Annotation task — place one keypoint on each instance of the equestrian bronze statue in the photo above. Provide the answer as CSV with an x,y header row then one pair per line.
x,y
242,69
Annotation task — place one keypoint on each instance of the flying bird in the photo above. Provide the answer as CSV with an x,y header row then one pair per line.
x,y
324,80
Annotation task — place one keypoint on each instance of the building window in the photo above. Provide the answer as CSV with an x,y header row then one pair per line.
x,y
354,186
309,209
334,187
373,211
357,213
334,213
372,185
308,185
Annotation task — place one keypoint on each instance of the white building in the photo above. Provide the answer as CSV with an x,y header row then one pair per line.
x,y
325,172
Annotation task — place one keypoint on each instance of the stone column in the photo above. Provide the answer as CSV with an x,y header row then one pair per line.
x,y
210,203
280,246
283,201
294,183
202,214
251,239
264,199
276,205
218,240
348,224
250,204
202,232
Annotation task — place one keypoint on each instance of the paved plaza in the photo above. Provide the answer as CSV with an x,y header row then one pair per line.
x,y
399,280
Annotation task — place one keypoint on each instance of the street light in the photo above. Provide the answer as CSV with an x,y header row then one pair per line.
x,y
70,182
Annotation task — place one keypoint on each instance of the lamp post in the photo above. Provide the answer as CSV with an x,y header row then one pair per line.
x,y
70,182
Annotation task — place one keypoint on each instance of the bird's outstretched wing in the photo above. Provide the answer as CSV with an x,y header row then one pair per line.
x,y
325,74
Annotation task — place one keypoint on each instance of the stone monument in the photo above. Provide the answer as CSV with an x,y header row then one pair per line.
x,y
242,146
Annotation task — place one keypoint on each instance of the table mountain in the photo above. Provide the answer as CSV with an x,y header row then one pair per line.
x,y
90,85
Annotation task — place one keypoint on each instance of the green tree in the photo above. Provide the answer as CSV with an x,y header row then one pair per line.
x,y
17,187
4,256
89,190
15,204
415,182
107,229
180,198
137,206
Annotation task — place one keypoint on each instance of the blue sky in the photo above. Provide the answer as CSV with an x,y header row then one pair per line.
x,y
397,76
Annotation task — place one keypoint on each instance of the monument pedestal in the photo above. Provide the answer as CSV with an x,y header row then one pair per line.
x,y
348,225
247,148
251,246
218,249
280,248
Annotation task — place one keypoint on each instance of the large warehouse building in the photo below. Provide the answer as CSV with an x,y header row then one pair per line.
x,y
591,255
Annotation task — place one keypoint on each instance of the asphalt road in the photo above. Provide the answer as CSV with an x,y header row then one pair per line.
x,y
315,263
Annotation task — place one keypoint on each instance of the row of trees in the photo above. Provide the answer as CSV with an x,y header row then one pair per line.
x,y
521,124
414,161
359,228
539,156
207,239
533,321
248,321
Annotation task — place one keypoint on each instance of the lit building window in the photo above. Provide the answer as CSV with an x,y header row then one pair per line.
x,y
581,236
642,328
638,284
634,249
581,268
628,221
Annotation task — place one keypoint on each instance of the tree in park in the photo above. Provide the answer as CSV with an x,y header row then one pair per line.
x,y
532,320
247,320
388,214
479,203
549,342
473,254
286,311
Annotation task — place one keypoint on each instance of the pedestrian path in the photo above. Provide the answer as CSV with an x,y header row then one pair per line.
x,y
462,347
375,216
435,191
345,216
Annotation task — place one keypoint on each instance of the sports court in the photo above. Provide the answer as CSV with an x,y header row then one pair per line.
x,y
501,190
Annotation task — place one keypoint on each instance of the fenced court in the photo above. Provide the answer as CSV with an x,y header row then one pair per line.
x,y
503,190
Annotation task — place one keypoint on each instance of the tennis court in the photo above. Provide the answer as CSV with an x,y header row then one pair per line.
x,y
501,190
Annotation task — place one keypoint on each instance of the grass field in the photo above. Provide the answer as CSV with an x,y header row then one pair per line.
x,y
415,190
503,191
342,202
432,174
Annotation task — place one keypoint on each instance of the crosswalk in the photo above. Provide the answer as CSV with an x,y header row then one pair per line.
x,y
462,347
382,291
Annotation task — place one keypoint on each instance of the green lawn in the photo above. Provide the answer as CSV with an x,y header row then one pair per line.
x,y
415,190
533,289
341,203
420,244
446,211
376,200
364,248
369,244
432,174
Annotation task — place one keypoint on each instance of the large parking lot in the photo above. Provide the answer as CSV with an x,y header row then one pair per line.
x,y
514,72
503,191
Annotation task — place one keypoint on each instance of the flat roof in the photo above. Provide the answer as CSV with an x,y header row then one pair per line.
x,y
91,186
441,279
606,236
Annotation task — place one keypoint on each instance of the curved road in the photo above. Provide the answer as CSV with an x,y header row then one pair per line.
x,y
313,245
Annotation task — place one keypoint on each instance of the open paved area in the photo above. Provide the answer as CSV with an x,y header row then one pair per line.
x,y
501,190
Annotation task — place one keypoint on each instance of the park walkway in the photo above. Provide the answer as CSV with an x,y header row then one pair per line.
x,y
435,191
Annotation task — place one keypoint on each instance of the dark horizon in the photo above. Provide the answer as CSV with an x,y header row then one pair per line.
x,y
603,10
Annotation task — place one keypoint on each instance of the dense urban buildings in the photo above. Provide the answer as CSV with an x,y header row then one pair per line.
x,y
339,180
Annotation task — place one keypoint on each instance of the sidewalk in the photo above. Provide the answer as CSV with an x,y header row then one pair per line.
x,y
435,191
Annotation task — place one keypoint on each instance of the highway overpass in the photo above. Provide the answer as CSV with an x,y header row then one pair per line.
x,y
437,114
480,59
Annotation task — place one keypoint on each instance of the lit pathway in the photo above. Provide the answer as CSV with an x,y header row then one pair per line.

========

» Exercise brief
Retype every record without alteration.

» Expected output
Annotation task — place one keypoint on each instance of the equestrian bronze statue in the photo above. Provide the answer as CSV with an x,y header row then one pair per line.
x,y
242,69
Annotation task — place one keypoint on each instance of the flying bird in the photo above. Provide the answer as CSV with an x,y header row then one pair per line.
x,y
324,80
Annotation task — place one keypoint on each instance of the building window in the photo above. Provide the answer as CSV with an x,y header row then one pair per line.
x,y
354,186
309,209
334,187
373,211
357,213
334,213
372,185
308,185
Annotation task — place one keypoint on each instance of the white building in the photo above. Provide the answer as CSV with an x,y header row then one pair per line.
x,y
325,172
Annotation task — place one keypoint on each instance of the stone column in the photo above. Provide the answer as CSV with an x,y header row then one pair per line.
x,y
210,203
280,246
283,201
294,183
202,214
251,239
264,199
276,205
218,240
348,224
250,204
202,232
Annotation task — place one keypoint on each instance of the paved plaza in the photo above. Provide the answer as CSV with an x,y header row then one pair per line.
x,y
399,280
Annotation task — place one keypoint on each instance of the street light in the photo above. Provide the answer as CSV with an x,y header row then one pair per line.
x,y
70,182
Annotation task — place one keypoint on each instance of the lamp post in the photo above. Provide the answer as CSV with an x,y header row then one pair per line.
x,y
70,182
Annotation task — place one keypoint on each instance of the bird's outstretched wing in the photo above. Provide the answer as CSV with an x,y header row then one pair per line.
x,y
325,74
Annotation task — place one keypoint on each instance of the stone monument in the photo above. Provide the answer as CSV with an x,y header row then one pair per line.
x,y
242,146
Annotation task — place one keypoint on each instance of the table mountain in the photo above. Provide the answer as CSV with an x,y header row then one pair per line.
x,y
90,85
Annotation task — place one keypoint on each instance of the green tree in the photo above. Provide the answer as CSV with an x,y header row then one pair per line.
x,y
17,187
4,256
89,190
15,204
415,182
107,229
180,198
137,206
Annotation task — place one keypoint on each instance of the blue sky in the photo above. Provide the answer as CSV with an x,y header row then one pair per line.
x,y
397,76
Annotation task — place one keypoint on each instance of the monument pedestal in the photo above. Provide the answer as CSV with an x,y header row then one pair per line.
x,y
348,225
247,148
251,246
218,249
280,248
Annotation task — place one keypoint on each instance of the large warehouse building in the photo below. Provide the answer as CSV with an x,y header row then one pair per line.
x,y
591,255
Annotation task — place one keypoint on each instance of the asphalt road in the photo above. Provide the answer as CSV with an x,y header row then one pair per line.
x,y
315,263
Annotation task — place one keypoint on each instance of the row of trees in the photo above. Provide the answer as CSV with an x,y header row then one pair per line.
x,y
521,124
414,161
359,228
539,156
207,239
533,321
248,321
Annotation task — place one keypoint on each instance of the lit building window in the photo above. Provide the answer as CSV with an x,y header row then one pair per line.
x,y
581,236
642,328
638,284
634,249
581,268
628,221
Annotation task — place one keypoint on each instance of the tree in park in the photo above. Provide the answer as CSV with an x,y header row then one pair per line.
x,y
532,320
247,320
388,214
479,203
549,342
473,254
286,311
Annotation task — place one keypoint on each instance of the pedestrian path in the photo above. Provide the answer as CSV with an x,y header row then one pair per line.
x,y
462,347
375,216
435,191
345,216
Annotation task — place one keypoint on each instance of the sports court in the photo above. Provide the answer as CSV with an x,y header row then one pair per line.
x,y
501,190
Annotation task — place one keypoint on each instance of the fenced court in the photo above. Provide the answer as CSV with an x,y header row then one pair per line.
x,y
503,190
Annotation task — place one keypoint on each instance of the tennis court in the photo above. Provide the answer as CSV with an x,y header row then one pair per line.
x,y
501,190
Annotation task — place one keypoint on each instance of the grass field in the photo above. Provide the answer as CSV with an x,y header row then one pair per line.
x,y
415,190
503,191
342,202
432,174
Annotation task — place one keypoint on each instance of the crosswalk in the photo above. Provide the answer as CSV with an x,y header row then one pair per line.
x,y
462,347
382,291
Annotation task — place one keypoint on each instance of the green lawn in the photo above. Provide the answer as CSV with an x,y header row then one pair per line.
x,y
415,190
533,289
341,203
420,244
446,211
376,200
364,248
369,244
432,174
Annotation task — place one keypoint on each instance of the large parking lot in the photo above. Provide the answer as CSV with an x,y header row then one pair per line.
x,y
514,72
503,191
Annotation task — place one keypoint on each instance of the flat roof in the photo above. Provide the answer as CSV with an x,y header row then one pair per line.
x,y
91,186
441,279
606,236
Annotation task — place one keypoint on each instance of the curved road in the photo above. Provide the answer as CSV with an x,y header row then one pair per line.
x,y
313,245
Annotation task — place one keypoint on each instance of the open paved area in the photo above. Provide the answer as CSV with an x,y header row then one pair per line.
x,y
501,190
Annotation task — place one keypoint on each instance of the park walkway in the photo above. Provide the answer as CSV with an x,y header row then one pair per line.
x,y
435,191
Annotation task — place one keypoint on each instance of the dark horizon in the photo above. Provide the answer as CSV with an x,y header row then one pair per line.
x,y
603,10
Annotation task — place one keypoint on each instance of the dense urban buildings in the photo above. Provide the answer as CSV with an x,y header row then one pair per line.
x,y
339,180
Annotation task — place one keypoint on each instance of the sidewalk in the photo above. Provide the answer as CSV with an x,y header row then one pair per line.
x,y
435,191
Annotation task — place one keypoint on each instance of the highway overpass in the photo above. Provide the answer as CSV with an x,y header row then one pair per line.
x,y
437,114
480,59
Annotation task — place one keypoint on each instance of the lit pathway in the photo above. Provide the answer as CSV with an x,y header row then one pair per line.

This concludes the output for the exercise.